Reproduce the data below word for word, starting at the line that contains "TARGET = realtor logo" and ending at the line that contains "x=321, y=186", with both of those lines included.

Source material:
▬▬▬▬▬▬▬▬▬▬
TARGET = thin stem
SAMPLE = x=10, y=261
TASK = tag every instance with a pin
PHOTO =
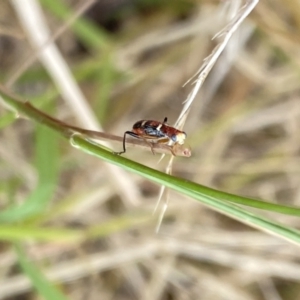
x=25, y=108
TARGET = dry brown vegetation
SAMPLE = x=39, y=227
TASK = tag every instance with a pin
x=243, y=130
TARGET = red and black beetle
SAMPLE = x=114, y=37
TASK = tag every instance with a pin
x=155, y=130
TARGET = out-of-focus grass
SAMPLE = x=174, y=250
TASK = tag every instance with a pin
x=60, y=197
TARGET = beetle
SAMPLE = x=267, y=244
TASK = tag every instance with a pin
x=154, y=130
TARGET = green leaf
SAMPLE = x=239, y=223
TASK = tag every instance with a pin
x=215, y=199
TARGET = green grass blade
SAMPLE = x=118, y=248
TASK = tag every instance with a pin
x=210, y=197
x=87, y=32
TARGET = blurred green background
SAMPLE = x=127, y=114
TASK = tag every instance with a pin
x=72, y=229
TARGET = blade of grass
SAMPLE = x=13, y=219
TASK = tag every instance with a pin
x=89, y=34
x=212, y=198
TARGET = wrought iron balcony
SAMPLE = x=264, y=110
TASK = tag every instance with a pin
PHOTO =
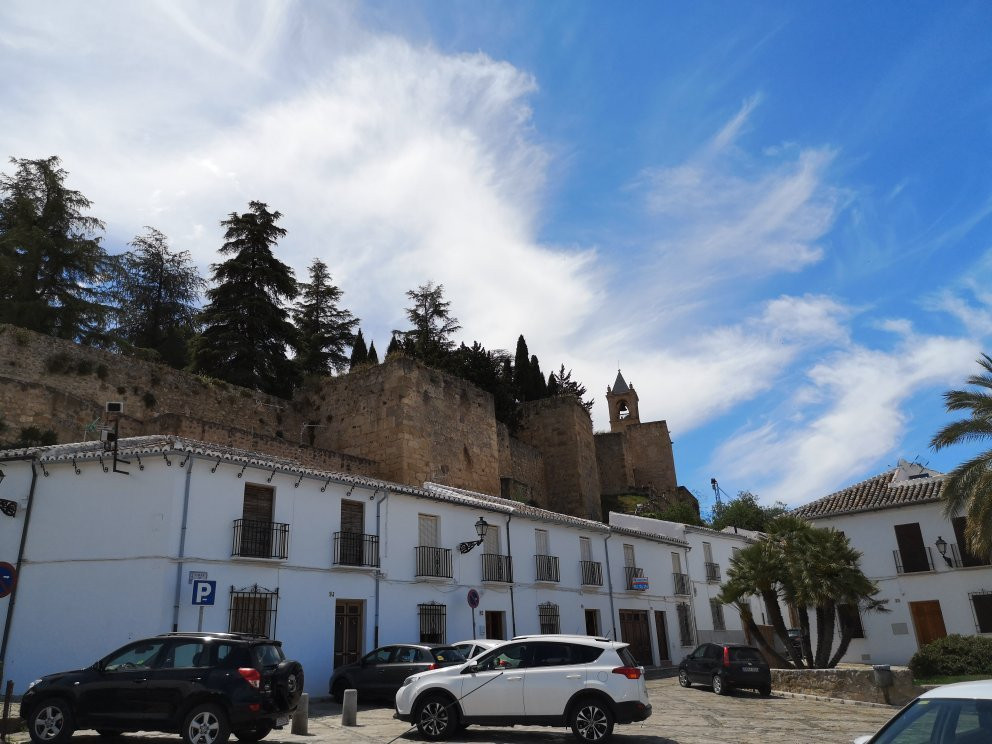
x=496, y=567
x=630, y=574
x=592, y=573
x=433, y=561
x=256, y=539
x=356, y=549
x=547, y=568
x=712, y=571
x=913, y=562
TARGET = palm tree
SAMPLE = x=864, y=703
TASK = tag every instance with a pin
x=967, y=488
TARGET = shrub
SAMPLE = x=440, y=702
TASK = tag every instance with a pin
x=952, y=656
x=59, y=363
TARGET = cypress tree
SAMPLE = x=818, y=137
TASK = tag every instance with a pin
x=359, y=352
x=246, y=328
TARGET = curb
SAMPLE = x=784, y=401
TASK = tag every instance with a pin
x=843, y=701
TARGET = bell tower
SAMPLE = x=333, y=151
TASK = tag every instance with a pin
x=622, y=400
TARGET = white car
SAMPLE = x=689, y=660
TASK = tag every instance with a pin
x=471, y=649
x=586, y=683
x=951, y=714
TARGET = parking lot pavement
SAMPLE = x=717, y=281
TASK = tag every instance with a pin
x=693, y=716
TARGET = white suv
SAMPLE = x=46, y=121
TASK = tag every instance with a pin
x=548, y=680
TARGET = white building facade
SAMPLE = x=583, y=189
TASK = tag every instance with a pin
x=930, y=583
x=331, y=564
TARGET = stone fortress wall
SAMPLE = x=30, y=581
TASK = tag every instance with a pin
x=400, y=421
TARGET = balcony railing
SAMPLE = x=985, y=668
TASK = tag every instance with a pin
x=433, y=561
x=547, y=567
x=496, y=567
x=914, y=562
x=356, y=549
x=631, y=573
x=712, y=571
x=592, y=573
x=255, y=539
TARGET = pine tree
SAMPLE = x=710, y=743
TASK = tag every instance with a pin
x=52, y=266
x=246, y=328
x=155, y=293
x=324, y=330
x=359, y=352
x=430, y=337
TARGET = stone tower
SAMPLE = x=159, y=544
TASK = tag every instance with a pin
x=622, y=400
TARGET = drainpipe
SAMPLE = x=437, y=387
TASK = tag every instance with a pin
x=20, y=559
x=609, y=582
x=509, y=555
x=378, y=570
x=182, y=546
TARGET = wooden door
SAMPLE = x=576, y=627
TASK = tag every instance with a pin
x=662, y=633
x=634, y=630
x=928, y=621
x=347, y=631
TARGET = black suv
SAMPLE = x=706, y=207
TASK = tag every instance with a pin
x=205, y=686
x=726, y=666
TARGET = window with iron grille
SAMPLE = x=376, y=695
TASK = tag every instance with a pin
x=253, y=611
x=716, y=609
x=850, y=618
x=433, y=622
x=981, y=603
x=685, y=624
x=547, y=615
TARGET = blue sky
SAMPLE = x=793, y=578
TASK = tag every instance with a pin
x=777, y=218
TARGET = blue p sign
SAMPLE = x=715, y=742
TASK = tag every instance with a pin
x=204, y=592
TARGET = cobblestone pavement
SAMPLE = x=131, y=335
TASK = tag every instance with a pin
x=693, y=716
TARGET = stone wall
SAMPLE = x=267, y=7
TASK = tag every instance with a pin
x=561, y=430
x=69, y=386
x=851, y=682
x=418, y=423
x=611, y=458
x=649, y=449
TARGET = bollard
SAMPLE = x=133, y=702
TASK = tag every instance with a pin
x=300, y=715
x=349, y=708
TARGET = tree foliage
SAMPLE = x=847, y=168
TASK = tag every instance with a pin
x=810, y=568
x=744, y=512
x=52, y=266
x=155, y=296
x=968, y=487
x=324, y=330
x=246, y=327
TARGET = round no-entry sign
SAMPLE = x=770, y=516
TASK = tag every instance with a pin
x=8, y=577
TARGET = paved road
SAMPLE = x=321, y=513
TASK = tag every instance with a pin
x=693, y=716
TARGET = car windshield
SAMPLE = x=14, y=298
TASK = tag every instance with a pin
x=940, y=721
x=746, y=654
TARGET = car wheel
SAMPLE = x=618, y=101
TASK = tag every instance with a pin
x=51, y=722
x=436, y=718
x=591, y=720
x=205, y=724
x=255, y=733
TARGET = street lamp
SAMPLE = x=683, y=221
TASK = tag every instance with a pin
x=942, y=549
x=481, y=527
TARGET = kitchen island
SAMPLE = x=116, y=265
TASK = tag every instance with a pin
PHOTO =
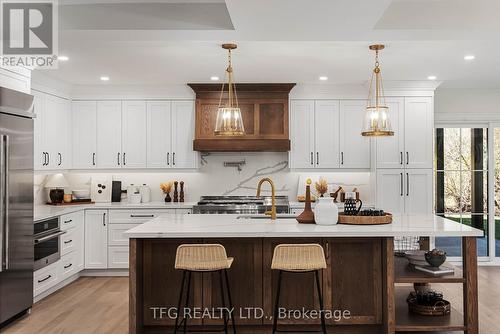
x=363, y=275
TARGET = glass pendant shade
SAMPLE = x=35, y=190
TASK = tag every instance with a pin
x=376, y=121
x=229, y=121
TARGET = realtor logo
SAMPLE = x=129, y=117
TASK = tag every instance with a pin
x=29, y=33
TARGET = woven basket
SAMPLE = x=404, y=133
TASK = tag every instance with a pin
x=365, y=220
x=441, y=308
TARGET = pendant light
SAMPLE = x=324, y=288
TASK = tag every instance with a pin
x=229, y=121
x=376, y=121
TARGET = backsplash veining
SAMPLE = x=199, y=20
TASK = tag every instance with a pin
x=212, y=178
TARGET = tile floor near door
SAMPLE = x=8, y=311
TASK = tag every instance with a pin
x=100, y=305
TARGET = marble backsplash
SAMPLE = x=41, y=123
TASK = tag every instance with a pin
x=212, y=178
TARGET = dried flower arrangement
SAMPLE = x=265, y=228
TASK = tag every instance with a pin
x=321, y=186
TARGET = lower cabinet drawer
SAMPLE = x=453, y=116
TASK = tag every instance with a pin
▬▬▬▬▬▬▬▬▬▬
Correct response:
TARGET = realtor logo
SAMPLE = x=129, y=117
TASK = tag every instance with a pin
x=29, y=33
TARGET = woven basket
SAMPLE = x=404, y=133
TASK = tag every instance with a pin
x=365, y=220
x=441, y=308
TARGET = pendant light
SAMPLE = x=324, y=288
TASK = tag every instance with a pin
x=229, y=121
x=376, y=121
TARGET = backsplash veining
SAMPLE = x=199, y=20
TASK = tag every instance with a pin
x=212, y=178
TARGET = tile floor near door
SAMPLE = x=8, y=311
TASK = tag every instance with a pin
x=100, y=305
TARGET = marble backsplash
SAMPLE = x=41, y=123
TASK = tag every instance with a pin
x=212, y=178
TARGET = dried flower arrangement
SAMPLE = x=265, y=228
TASK = tag every instance with a pin
x=321, y=186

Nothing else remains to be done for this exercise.